● **STATED GOAL**: Rewrite the data starting at the line that contains "rock in the image above." and ending at the line that contains "266;368;309;416", with "large rock" substituted by "boulder". Leave everything else unchanged.

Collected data
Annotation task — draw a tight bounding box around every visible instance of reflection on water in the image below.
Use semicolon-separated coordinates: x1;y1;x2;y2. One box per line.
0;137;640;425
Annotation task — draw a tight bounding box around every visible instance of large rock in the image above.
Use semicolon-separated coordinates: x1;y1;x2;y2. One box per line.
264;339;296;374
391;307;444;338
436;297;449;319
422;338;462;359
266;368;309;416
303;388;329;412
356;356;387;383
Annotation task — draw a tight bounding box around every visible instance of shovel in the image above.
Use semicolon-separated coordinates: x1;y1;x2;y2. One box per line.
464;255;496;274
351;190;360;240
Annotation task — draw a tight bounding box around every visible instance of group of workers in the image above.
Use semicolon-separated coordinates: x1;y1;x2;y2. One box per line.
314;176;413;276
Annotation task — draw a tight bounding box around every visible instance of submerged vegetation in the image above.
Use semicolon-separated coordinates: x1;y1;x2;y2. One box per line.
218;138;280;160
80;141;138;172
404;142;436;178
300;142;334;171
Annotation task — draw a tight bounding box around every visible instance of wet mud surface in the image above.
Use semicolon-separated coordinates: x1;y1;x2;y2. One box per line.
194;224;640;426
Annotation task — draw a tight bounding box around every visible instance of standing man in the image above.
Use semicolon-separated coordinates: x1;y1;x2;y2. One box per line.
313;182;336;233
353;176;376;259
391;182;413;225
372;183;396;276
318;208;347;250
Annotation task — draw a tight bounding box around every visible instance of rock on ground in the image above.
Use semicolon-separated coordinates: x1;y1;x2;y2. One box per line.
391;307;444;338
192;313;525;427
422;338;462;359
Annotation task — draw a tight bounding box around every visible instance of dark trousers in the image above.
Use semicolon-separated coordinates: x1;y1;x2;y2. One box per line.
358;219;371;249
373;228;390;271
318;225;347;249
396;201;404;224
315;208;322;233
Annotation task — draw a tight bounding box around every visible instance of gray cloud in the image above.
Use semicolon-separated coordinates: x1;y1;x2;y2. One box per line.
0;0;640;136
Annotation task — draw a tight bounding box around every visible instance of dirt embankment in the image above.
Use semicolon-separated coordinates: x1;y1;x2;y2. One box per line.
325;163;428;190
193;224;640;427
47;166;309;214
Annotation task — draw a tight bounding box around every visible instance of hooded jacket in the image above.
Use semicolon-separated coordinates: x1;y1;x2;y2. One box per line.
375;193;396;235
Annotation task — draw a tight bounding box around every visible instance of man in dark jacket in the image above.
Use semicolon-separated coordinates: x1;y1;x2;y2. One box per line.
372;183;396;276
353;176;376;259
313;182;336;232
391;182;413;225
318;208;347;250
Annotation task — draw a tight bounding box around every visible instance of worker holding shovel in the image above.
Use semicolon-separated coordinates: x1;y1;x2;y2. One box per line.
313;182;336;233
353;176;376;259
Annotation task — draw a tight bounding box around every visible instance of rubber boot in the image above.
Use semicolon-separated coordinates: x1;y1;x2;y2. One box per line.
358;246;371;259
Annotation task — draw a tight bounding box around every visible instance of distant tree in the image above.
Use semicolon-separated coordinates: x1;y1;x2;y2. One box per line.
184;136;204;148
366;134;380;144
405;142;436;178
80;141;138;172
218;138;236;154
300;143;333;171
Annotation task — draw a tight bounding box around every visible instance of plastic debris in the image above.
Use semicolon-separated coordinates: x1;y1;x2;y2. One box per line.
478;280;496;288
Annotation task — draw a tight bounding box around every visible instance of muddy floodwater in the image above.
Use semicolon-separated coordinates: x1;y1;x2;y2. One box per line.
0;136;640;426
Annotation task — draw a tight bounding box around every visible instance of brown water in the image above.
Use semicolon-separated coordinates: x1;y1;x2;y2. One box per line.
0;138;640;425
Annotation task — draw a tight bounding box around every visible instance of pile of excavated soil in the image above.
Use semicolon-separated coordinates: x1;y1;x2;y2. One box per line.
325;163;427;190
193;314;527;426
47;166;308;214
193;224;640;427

● **RESULT BELOW**:
Annotation task — draw a tight bounding box around every visible instance of boulder in the image above.
Use semicolon-separated coordinates: x1;y1;x2;y2. One box per line.
264;339;296;374
391;307;444;338
436;297;449;319
422;338;462;359
266;368;309;416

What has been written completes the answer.